PASSAGE TO READ:
----------

Several publicly traded seniors housing and care companies released their first earnings reports after the COVID-19 crisis, and while most of the results showed signs of the virus’ effect, the worst is most likely yet to come. As a consequence of that, each company pulled their 2020 guidance, but no surprise there.
LTC Properties reported on May 4th, and there were some results unfortunately typical for this time. Private pay occupancy fell from 86% at December 31 to 83% by March 31 and 80% on April 23rd. For skilled nursing, average monthly occupancy for December 2019, March 2020 and April to-date respectively was 79%, 78% and 75%. That drop from March to April is roughly in line with some people’s projections for the industry, but when will the fall stop?
The REIT also deferred about 7% of its April contractual rent, totaling $772,000 for six operators, mostly in the seniors housing sector. So far, $137,000 of that has already been paid back, but we will see what sort of deferrals will be asked for and offered in May. The good news there is that LTC has already collected 55% of May’s rent by the 1st, with rents still coming due up to the 15th. Revenues were up year over year thanks to various acquisitions and new developments, and net income was higher as well. But LTC expects to see expenses rise with increased PPE costs, purchases of sanitizing supplies, and especially higher payroll.
After completing the disposition of its Preferred Care portfolio in the first quarter and exiting a preferred equity investment in four properties owned by an affiliate of Senior Lifestyles, LTC Properties also addressed how it would deploy that new capital going forward. With due diligence so difficult these days, and operators fully focused on dealing with the current crisis, the REIT commented that it will probably stick to providing structured finance products that could include preferred equity investments, mezzanine loans, bridge loans, construction loans, -and uni-tranche loans, giving them a better risk-adjusted return and also a shorter investment horizon in this volatile time.

----------

Answer these questions from the LTC Properties earnings passage:
1. What was private pay occupancy on April 23rd?
2. How much of its April contractual rent did the REIT defer, and for how many operators?
3. What share of May's rent had LTC collected by the 1st?

Stored data entries:
----------

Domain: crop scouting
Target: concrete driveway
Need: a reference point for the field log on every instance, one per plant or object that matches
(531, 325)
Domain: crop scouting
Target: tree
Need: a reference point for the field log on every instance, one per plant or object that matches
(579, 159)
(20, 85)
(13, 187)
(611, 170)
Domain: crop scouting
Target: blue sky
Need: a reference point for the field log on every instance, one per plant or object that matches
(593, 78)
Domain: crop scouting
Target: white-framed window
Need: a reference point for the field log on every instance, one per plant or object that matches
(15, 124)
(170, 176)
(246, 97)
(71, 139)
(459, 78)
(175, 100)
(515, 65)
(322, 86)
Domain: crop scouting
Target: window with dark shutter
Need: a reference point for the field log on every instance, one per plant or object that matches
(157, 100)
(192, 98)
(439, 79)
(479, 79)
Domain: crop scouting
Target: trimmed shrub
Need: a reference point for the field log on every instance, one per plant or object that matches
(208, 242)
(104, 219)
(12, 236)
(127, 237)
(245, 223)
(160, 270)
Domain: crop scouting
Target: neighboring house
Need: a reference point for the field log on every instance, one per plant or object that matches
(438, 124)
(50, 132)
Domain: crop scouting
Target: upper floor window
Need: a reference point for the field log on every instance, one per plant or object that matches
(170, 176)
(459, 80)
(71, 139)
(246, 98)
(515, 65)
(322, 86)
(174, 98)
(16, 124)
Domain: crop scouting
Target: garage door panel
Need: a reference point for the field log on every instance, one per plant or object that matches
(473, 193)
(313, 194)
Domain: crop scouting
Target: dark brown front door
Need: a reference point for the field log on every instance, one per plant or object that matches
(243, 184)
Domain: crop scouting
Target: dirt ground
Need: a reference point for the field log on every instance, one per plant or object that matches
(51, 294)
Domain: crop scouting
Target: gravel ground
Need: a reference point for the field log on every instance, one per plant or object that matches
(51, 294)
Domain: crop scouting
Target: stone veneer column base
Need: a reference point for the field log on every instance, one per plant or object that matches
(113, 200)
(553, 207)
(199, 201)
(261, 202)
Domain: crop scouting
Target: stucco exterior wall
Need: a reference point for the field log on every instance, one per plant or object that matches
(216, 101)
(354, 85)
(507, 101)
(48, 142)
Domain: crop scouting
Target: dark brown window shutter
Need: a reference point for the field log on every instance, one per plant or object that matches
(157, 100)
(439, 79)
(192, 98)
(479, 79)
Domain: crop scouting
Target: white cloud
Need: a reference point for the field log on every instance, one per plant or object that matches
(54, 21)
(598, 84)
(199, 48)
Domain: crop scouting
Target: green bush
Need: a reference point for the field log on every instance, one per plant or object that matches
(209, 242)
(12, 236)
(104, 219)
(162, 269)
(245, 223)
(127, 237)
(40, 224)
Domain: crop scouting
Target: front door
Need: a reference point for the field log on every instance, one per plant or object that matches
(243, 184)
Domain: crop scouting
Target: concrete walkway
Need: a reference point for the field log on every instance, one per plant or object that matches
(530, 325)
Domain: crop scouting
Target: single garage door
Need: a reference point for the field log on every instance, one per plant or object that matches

----------

WRITTEN REPLY:
1. 80%
2. About 7%, totaling $772,000, for six operators
3. 55%